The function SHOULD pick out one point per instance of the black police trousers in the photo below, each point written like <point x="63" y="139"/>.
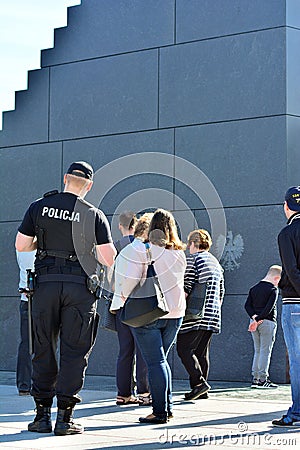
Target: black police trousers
<point x="66" y="311"/>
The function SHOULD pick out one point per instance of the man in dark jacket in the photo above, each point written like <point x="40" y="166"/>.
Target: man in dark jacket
<point x="71" y="236"/>
<point x="289" y="248"/>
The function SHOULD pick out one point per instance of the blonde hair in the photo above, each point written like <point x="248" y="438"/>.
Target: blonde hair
<point x="201" y="239"/>
<point x="163" y="231"/>
<point x="274" y="271"/>
<point x="142" y="225"/>
<point x="77" y="182"/>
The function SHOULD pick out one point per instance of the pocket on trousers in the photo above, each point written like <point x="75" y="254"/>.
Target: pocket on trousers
<point x="84" y="329"/>
<point x="39" y="329"/>
<point x="295" y="319"/>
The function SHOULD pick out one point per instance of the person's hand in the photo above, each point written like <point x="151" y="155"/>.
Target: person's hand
<point x="253" y="325"/>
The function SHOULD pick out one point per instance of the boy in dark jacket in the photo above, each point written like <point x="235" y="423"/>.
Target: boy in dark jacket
<point x="261" y="307"/>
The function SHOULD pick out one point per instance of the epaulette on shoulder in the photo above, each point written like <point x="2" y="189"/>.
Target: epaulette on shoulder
<point x="55" y="191"/>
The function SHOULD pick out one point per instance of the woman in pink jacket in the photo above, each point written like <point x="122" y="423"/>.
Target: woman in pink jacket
<point x="156" y="338"/>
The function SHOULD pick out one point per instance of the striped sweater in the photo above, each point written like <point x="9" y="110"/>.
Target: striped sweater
<point x="203" y="267"/>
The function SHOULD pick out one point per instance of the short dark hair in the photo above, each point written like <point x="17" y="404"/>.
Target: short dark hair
<point x="201" y="239"/>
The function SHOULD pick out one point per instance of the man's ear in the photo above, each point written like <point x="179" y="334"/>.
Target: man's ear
<point x="89" y="186"/>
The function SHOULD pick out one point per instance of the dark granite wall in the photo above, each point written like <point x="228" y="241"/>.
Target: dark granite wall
<point x="215" y="82"/>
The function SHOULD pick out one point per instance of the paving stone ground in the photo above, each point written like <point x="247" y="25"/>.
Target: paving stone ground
<point x="233" y="417"/>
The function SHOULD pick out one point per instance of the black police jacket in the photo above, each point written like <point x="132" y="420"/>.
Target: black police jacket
<point x="289" y="248"/>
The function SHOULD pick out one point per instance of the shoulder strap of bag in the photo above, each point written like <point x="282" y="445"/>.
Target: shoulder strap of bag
<point x="149" y="254"/>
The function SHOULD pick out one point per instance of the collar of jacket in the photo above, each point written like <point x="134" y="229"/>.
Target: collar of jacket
<point x="293" y="217"/>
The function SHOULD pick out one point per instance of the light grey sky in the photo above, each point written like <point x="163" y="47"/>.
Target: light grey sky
<point x="26" y="27"/>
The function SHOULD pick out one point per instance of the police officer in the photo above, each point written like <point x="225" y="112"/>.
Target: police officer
<point x="70" y="236"/>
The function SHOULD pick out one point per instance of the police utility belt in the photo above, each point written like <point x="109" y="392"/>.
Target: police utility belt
<point x="70" y="274"/>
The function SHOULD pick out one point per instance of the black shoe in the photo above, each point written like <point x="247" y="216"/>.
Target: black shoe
<point x="64" y="423"/>
<point x="153" y="419"/>
<point x="286" y="422"/>
<point x="197" y="391"/>
<point x="42" y="421"/>
<point x="21" y="393"/>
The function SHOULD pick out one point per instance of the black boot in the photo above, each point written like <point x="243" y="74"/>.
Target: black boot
<point x="64" y="423"/>
<point x="42" y="421"/>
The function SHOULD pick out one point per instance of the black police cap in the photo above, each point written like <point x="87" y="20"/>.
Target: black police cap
<point x="81" y="169"/>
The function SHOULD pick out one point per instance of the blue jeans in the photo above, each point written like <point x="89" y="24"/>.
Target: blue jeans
<point x="291" y="330"/>
<point x="263" y="340"/>
<point x="125" y="362"/>
<point x="155" y="341"/>
<point x="24" y="364"/>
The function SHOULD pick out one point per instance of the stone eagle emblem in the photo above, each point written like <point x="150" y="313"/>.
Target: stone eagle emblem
<point x="233" y="250"/>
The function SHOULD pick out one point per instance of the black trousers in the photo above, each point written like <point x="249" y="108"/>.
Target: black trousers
<point x="125" y="363"/>
<point x="68" y="311"/>
<point x="193" y="350"/>
<point x="24" y="366"/>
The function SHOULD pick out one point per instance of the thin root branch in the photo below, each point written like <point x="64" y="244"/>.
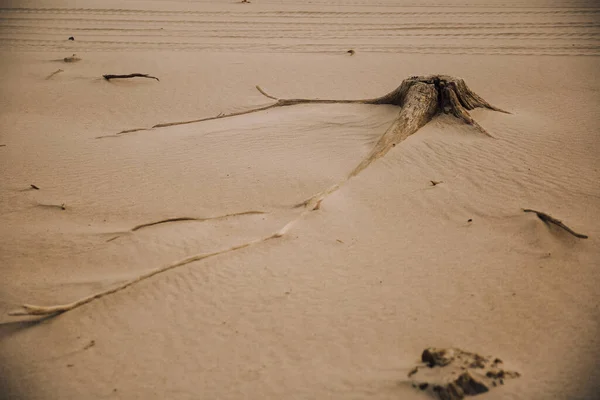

────

Task description:
Recast all of the entries above as a numbered list with one line per item. Skip any blank lines and leave the pictures out.

Full response:
1. The function SHOULD pick out one point per instance of the black police trousers in the photo below, each point written like <point x="63" y="139"/>.
2. Target: black police trousers
3. <point x="66" y="311"/>
4. The function SHOULD pick out one point per instance of the man in dark jacket in the photo above, each point written like <point x="40" y="166"/>.
5. Target: man in dark jacket
6. <point x="71" y="236"/>
7. <point x="289" y="248"/>
8. The function SHOULD pick out one point per instance of the blonde hair in the photo above, each point written like <point x="248" y="438"/>.
9. Target: blonde hair
10. <point x="201" y="239"/>
11. <point x="163" y="231"/>
12. <point x="274" y="271"/>
13. <point x="142" y="225"/>
14. <point x="77" y="182"/>
15. The function SHOULD pick out one point per instance of the pocket on trousers in the photo above, each point written like <point x="75" y="254"/>.
16. Target: pocket on trousers
17. <point x="84" y="329"/>
18. <point x="39" y="329"/>
19. <point x="295" y="319"/>
20. The function SHOULD pick out one point per instance of the person's hand in the photo above, each point written like <point x="151" y="155"/>.
21. Target: person's hand
22. <point x="253" y="325"/>
23. The function SHOULD pick out one point per instance of the boy in dark jacket in the photo above, each point written like <point x="235" y="423"/>.
24. Target: boy in dark jacket
25. <point x="261" y="307"/>
26. The function SHOULD pick out one point per instance of the epaulette on shoulder in the photo above, each point written like <point x="2" y="189"/>.
27. Target: epaulette on shoulder
28. <point x="55" y="191"/>
29. The function SHOULD pick out one point per instance of the woman in pink jacket in the photo above, each point written like <point x="122" y="423"/>.
30. Target: woman in pink jacket
31. <point x="156" y="338"/>
32. The function SHOULD pick out one point per instance of the striped sweater in the photo above, each point written like <point x="9" y="110"/>.
33. Target: striped sweater
34. <point x="203" y="267"/>
35. The function SHOULD pick out one point per instance of the short dark hair in the photo above, each point written like <point x="17" y="404"/>.
36. Target: short dark hair
37. <point x="201" y="239"/>
38. The function SHOULD pick out one point per instance of the man's ear in the photo above, each point written like <point x="179" y="334"/>.
39. Target: man's ear
40. <point x="89" y="186"/>
41. The function SHOULD pick out one point per instance of the dark granite wall in the photo above, each point written like <point x="228" y="241"/>.
42. Target: dark granite wall
43. <point x="215" y="82"/>
44. The function SHOULD pick out one point per instance of the paving stone ground in the photo above, each point written like <point x="247" y="25"/>.
45. Target: paving stone ground
46. <point x="233" y="417"/>
47. The function SHOULD pick out one point per instance of the black police jacket in the photo above, each point written like <point x="132" y="420"/>.
48. Target: black police jacket
49. <point x="289" y="248"/>
50. The function SHOULD pick out one point per instance of the shoulder strap of bag in the photo above, each point written like <point x="282" y="445"/>.
51. Target: shoulder strap of bag
52. <point x="149" y="254"/>
53. The function SHOULD pick out one point per instance of the collar of jacket in the photo above, each point written like <point x="134" y="229"/>.
54. Target: collar of jacket
55. <point x="293" y="217"/>
56. The function SHOULD pick out one point per instance of the light grey sky in the photo above, each point written like <point x="163" y="47"/>.
57. Target: light grey sky
58. <point x="26" y="27"/>
59. The function SHOULD pick out one point per instance of the police officer in the photo above, each point written like <point x="225" y="112"/>.
60. Target: police officer
61. <point x="70" y="236"/>
62. The function SHOULD pick out one point per instance of the police utility belt in the photo above, each point written like <point x="109" y="392"/>.
63. Target: police utility belt
64. <point x="70" y="274"/>
65. The function SHOULD pick out one point per instance of the black shoe in the photo above, each point written like <point x="247" y="216"/>.
66. Target: black shoe
67. <point x="64" y="423"/>
68. <point x="153" y="419"/>
69. <point x="286" y="422"/>
70. <point x="197" y="391"/>
71. <point x="42" y="421"/>
72. <point x="21" y="393"/>
73. The function SHOULD pick out one point per instance of the black boot in the photo above, each point written like <point x="243" y="74"/>.
74. Target: black boot
75. <point x="64" y="423"/>
76. <point x="42" y="421"/>
77. The function SHOULD pick out one point per instance of the black police cap in the photo above, each point written like <point x="87" y="20"/>.
78. Target: black police cap
79. <point x="81" y="169"/>
80. The function SHOULD pick out one point per instance of the blue jeans in the photo above, each point written like <point x="89" y="24"/>.
81. Target: blue jeans
82. <point x="291" y="330"/>
83. <point x="263" y="340"/>
84. <point x="125" y="362"/>
85. <point x="155" y="341"/>
86. <point x="24" y="364"/>
87. The function SHOULD pick out one point per instance of the stone eagle emblem in the photo above, each point written like <point x="150" y="313"/>.
88. Target: stone eagle emblem
89. <point x="233" y="250"/>
90. The function SHOULD pick out one point per instance of the black trousers in the photo above, each point written like <point x="249" y="108"/>.
91. Target: black trousers
92. <point x="125" y="363"/>
93. <point x="68" y="311"/>
94. <point x="193" y="350"/>
95. <point x="24" y="366"/>
96. The function SHOULD pick out one point per instance of the thin root branch in the photo below, each point written like <point x="64" y="244"/>.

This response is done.